## TASK
Write the next part of the commentary on John 3:16, picking up after its final note on τὸν κόσμον.
* Begin PASSAGE PROVIDED *
John 3:16. Continuation of the address of Jesus to Nicodemus, onwards to John 3:21,(162) not, as Erasmus, Rosenmüller, Kuinoel, Paulus, Neander, Tholuck, Olshausen, Maier think (see also Bäumlein), an explanatory meditation of the evangelist’s own; an assumption justified neither by anything in the text nor by the word ΄ονογενής, a word which must have been transferred from the language of John to the mouth of Jesus (not vice versa, as Hengstenberg thinks), for it is never elsewhere used by Christ, often as He speaks of His divine sonship. See on John 1:14. The reflective character of the following discourse is so fully compatible with the design of Christ to instruct, and the preterites ἠγάπησαν and ἦν so little require to be explained from the standing-point of a later time, that there does not seem any sufficient basis for the intermediate view (of Lücke, De Wette, Brückner), that in this continued account of the discourse of Jesus, John 3:16 ff., John inserts more explanations and reflections of his own than in the preceding part, how little soever such a supposition would (as Kling and Hengstenberg think) militate against the trustworthiness of John, who, in recording the longer discourses, has exactly in his own living recollection the abundant guarantee of substantial certainty.
οὕτω] so much; see on Galatians 3:3.
γάρ] reason of the purpose stated in John 3:15.
ἠγάπησεν] loved, with reference to the time of the ἔδωκεν.
τὸν κόσμον] i.e. mankind at large,(163) comp. πᾶς, John 3:15; John 17:2; 1 John 2:2.
* End PASSAGE PROVIDED *
* Begin ROWS *
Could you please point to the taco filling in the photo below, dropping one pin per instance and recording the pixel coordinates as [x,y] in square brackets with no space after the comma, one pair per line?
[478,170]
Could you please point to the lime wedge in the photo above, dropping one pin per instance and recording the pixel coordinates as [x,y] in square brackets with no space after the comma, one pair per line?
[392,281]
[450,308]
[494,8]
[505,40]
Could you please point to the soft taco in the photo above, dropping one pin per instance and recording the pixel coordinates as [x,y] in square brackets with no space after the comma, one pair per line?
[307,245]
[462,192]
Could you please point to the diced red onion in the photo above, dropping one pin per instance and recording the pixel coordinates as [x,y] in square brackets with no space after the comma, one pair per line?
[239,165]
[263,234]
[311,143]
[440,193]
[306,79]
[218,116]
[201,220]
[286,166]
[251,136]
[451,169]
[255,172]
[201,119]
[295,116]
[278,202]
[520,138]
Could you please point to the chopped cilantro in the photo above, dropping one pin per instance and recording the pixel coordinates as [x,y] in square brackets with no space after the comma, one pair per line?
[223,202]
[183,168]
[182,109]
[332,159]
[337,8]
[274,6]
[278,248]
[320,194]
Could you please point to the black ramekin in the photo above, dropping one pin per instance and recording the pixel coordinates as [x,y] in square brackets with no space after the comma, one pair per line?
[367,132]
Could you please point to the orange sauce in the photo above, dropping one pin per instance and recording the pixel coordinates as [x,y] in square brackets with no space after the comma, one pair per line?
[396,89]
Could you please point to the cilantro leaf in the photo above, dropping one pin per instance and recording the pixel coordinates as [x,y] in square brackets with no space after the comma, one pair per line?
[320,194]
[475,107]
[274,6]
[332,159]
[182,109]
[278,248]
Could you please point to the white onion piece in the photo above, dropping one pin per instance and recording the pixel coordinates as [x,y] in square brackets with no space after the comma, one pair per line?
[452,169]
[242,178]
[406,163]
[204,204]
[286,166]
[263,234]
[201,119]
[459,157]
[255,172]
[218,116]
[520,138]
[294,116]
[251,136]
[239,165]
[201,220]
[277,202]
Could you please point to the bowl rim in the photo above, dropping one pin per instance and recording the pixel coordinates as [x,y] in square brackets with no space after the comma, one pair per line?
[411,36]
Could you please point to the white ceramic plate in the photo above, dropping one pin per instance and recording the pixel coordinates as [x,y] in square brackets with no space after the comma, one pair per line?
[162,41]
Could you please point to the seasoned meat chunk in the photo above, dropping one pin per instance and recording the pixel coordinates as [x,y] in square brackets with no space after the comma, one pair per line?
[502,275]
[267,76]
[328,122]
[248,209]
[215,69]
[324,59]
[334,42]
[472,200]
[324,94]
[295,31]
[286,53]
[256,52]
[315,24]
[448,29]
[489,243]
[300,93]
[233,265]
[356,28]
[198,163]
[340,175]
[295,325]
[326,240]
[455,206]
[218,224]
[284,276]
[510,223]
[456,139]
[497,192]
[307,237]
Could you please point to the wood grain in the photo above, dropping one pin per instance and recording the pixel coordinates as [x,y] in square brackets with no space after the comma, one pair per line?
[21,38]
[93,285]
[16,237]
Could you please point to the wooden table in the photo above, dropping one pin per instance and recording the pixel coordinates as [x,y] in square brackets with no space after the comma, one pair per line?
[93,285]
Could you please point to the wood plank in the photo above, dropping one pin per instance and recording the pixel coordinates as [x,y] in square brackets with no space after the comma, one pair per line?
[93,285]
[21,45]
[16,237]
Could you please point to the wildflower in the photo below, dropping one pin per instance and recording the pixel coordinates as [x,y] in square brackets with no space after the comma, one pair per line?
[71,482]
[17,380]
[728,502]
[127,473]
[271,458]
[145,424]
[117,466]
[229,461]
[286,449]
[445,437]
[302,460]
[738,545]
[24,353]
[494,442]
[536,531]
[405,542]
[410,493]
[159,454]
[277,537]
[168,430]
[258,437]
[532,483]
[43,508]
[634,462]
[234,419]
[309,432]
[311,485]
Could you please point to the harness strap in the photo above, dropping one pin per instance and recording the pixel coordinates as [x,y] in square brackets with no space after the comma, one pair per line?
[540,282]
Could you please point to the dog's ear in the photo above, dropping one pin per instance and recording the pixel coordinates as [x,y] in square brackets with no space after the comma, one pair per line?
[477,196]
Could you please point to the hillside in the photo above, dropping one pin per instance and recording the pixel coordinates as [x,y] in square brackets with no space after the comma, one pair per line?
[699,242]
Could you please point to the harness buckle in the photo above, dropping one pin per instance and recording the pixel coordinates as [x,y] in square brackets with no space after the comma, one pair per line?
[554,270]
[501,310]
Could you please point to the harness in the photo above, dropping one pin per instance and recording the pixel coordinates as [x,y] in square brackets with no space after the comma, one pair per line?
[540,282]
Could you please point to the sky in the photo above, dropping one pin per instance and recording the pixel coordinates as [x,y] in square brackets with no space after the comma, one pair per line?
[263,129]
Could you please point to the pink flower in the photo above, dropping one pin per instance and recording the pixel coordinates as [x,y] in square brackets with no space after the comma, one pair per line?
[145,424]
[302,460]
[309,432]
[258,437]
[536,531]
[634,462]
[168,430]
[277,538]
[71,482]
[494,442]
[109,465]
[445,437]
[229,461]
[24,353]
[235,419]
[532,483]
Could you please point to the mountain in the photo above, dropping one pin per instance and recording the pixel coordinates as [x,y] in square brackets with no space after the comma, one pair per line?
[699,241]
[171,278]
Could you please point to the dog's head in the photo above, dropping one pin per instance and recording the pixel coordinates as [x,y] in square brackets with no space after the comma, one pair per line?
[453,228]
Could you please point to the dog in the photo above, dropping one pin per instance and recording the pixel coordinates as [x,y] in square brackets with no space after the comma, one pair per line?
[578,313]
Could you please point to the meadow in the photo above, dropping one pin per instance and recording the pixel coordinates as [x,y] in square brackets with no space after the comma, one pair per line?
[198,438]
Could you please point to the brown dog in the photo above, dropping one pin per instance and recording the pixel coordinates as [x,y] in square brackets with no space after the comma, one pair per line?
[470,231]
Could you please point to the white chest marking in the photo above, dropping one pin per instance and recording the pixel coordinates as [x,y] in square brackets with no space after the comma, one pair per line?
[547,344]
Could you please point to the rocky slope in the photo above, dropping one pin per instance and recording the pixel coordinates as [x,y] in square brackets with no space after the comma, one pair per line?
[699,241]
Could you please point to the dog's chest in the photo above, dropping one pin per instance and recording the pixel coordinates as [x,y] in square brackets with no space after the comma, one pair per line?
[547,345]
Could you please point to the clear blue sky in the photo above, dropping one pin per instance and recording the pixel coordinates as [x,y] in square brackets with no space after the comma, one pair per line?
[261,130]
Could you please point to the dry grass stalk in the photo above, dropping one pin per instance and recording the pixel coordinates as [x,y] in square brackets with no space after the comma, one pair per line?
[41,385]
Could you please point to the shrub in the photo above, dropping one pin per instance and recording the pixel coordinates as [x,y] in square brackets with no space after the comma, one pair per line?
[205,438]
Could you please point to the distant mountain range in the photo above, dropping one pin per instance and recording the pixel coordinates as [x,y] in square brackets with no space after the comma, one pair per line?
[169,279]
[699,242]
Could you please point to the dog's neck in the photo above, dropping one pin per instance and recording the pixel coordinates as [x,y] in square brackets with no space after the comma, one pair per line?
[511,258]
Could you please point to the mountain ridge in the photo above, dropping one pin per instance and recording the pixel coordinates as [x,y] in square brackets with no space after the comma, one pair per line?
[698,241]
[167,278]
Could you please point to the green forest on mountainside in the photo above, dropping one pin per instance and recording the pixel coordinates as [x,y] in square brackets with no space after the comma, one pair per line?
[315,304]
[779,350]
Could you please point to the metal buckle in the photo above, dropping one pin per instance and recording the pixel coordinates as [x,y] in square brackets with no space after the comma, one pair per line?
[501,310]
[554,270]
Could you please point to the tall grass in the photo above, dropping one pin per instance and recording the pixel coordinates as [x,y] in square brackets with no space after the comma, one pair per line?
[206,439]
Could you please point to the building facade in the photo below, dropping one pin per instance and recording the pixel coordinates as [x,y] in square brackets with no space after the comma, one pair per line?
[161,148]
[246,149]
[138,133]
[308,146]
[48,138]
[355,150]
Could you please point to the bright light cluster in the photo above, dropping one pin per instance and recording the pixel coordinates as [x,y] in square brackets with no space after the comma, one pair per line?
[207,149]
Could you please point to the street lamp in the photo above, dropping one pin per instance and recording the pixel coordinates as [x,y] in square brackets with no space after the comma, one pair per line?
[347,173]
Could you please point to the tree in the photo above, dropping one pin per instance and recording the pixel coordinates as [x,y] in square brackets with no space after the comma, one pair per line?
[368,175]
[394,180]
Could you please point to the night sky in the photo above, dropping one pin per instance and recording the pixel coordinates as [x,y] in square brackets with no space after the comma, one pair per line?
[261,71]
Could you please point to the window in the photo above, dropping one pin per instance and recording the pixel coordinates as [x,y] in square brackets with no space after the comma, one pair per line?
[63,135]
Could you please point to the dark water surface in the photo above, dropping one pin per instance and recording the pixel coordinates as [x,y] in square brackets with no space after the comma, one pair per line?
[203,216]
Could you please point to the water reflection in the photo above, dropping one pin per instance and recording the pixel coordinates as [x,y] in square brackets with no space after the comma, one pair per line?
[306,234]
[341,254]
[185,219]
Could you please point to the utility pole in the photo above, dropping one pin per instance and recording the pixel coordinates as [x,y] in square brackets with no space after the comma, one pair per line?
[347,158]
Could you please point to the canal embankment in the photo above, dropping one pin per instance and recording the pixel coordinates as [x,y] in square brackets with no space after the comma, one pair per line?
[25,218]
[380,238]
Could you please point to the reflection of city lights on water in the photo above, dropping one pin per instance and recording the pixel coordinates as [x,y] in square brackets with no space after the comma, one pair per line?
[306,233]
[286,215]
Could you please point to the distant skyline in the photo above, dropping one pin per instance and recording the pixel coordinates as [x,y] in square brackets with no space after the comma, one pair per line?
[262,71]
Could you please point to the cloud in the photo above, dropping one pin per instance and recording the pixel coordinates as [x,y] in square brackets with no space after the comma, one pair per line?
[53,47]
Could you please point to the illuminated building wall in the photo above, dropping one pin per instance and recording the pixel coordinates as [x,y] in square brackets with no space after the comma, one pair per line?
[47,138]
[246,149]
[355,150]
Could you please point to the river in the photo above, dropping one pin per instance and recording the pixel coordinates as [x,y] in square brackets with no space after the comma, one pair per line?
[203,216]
* End ROWS *
## RESPONSE TO THIS EXERCISE
τὸν΄ονογ.] to make the proof of His love the stronger, 1 John 4:9; Hebrews 11:17; Romans 8:32.
ἔδωκεν] He did not reserve Him for Himself, but gave Him, i.e. to the world. The word means more than ἀπέστειλεν (John 3:17), which expresses(164) the manner of the ἔδωκεν, though it does not specially denote the giving up to death, but the state of humiliation as a whole, upon which God caused His Son to enter when He left His pre-existent glory (John 17:5), and the final act of which was to be His death (1 John 4:10). The Indicative following, ὥστε, describes the act objectively as something actually done. See on Galatians 2:13; and Klotz ad Devar. 772.
μὴ ἀπόληται, κ. τ. λ.] Concerning the subjunctive, representing an object as present, see Winer, 271 [E. T. p. 377]. The change from the Aorist to the Present is to be noted, whereby the being utterly ruined (by banishment to hell in the Messianic judgment) is spoken of as an act in process of accomplishment; while the possession of the Messianic ζωή is described as now already existing (commencing with regeneration), and as abiding for ever. Comp. on John 3:15.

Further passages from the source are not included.